Rewrite the items from the line with "Give the mask of every instance of the green wall" up to and including the line with "21), (110, 26)]]", changing "green wall of building" to "green building wall" and leaving everything else the same.

**Given data**:
+ + + + +

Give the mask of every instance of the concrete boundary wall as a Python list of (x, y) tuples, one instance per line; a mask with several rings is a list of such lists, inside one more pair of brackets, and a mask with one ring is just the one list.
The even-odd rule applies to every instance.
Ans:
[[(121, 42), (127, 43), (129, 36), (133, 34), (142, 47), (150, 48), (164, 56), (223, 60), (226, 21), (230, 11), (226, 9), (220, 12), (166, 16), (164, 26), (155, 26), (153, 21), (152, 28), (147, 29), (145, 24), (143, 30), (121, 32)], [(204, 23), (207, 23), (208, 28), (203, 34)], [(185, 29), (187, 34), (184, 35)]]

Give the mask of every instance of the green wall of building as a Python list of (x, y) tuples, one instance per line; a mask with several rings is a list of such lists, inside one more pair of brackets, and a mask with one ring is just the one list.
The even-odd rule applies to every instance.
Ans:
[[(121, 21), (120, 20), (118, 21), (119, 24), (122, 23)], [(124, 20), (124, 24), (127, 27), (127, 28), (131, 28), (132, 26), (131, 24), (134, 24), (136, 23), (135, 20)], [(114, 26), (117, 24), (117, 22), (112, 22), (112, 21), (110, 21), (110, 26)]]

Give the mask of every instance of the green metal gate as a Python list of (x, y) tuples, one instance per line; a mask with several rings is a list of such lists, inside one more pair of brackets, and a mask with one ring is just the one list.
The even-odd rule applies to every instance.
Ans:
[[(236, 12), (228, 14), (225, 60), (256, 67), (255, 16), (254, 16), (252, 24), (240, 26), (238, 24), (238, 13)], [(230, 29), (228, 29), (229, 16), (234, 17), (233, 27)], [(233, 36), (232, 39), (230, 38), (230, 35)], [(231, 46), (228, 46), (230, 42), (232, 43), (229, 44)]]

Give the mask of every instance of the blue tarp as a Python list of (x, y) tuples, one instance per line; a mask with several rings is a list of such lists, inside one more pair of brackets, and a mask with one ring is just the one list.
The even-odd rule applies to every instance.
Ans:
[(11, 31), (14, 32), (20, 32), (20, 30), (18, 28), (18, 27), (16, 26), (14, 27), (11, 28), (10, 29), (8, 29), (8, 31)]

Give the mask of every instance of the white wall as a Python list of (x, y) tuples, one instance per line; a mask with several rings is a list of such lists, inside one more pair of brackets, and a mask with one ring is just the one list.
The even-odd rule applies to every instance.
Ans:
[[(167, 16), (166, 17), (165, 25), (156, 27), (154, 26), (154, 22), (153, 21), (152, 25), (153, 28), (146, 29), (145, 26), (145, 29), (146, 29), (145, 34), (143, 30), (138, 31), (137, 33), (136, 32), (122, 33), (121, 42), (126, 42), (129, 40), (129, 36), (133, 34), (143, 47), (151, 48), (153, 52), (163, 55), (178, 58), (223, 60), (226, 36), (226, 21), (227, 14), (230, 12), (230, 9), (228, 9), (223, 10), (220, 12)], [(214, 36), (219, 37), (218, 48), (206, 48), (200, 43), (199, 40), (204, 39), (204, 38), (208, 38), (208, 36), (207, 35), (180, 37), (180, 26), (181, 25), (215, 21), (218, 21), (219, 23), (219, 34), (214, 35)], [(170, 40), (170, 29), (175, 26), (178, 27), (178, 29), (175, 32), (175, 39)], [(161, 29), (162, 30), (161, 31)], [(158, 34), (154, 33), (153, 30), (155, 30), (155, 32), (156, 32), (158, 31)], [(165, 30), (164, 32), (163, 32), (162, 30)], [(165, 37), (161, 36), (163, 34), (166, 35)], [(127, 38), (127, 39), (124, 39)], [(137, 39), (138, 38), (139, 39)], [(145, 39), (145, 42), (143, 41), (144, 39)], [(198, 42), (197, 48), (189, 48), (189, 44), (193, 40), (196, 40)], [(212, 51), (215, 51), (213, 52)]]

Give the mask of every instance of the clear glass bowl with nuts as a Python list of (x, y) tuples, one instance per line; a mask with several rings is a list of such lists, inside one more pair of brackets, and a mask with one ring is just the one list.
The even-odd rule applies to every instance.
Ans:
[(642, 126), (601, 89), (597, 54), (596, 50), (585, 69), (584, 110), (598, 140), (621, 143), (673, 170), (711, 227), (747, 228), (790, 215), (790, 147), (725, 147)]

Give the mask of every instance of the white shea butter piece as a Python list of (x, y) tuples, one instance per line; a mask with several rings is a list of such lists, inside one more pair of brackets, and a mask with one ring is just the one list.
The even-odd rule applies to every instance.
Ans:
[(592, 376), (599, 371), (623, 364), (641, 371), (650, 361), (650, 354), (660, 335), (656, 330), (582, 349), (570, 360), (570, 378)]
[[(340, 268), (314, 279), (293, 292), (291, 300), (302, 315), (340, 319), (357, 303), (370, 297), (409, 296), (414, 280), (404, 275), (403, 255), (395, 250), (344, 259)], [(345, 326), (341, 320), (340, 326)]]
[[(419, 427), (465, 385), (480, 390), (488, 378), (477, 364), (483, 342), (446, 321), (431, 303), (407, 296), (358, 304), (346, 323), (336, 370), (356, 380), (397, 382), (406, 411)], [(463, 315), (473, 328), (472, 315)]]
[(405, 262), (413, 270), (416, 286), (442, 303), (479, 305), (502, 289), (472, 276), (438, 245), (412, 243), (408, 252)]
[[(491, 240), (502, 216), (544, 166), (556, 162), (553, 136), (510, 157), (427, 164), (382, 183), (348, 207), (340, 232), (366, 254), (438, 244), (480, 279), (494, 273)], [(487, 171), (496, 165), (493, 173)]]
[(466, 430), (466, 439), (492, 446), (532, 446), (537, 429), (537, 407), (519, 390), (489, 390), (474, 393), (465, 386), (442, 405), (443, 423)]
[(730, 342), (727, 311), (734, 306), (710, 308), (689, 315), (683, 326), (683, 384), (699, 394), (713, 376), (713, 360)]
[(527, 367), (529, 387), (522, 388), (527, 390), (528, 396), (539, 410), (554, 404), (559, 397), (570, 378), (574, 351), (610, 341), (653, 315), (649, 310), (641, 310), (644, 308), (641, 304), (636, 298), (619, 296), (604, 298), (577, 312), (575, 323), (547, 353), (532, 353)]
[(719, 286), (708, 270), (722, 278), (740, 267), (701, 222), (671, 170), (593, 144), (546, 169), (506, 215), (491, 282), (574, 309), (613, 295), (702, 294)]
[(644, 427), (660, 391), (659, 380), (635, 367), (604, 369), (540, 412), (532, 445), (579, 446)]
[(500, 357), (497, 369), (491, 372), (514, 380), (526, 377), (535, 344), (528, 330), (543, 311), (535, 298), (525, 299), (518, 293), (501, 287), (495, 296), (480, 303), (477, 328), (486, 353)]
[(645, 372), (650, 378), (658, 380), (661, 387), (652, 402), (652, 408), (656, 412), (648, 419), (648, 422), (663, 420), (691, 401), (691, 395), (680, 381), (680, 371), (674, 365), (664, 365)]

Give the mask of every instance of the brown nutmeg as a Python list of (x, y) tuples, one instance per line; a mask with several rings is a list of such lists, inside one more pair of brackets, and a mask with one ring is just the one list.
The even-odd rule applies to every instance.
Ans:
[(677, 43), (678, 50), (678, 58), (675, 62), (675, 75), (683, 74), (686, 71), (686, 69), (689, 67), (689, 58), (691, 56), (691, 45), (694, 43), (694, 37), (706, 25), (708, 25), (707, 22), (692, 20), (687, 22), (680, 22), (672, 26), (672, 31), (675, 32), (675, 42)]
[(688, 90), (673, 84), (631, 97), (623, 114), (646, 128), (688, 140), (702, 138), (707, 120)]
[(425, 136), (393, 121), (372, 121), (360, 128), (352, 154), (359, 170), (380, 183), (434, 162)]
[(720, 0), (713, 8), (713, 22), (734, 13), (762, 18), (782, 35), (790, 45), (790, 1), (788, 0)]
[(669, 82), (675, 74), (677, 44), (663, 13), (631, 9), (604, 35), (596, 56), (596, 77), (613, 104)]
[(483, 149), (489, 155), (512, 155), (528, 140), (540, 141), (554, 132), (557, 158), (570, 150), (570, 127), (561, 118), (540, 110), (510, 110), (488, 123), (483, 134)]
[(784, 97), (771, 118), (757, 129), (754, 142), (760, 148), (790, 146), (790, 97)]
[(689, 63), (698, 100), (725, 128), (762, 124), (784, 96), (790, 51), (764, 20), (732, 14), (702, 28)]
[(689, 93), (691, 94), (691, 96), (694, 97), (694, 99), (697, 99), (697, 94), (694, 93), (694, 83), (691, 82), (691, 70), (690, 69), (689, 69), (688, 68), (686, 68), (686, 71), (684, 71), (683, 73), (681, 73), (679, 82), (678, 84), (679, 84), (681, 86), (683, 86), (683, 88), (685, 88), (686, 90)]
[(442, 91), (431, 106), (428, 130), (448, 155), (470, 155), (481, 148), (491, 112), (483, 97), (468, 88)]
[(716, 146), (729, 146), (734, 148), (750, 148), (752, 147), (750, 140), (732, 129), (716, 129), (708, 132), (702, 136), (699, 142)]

+ + + + +

**Result for this task**:
Give the mask of every instance of the green building wall as a Python list of (x, y) tuples, one instance per line; a mask with several rings is a list of such lists, inside one more pair of brackets, and a mask with one ring is just the one list.
The even-odd rule applies to every instance.
Ans:
[[(121, 21), (120, 20), (118, 21), (119, 24), (122, 23)], [(124, 20), (124, 24), (127, 27), (127, 28), (131, 28), (132, 26), (131, 24), (134, 24), (136, 23), (135, 20)], [(114, 26), (117, 24), (117, 22), (112, 22), (112, 21), (110, 21), (110, 26)]]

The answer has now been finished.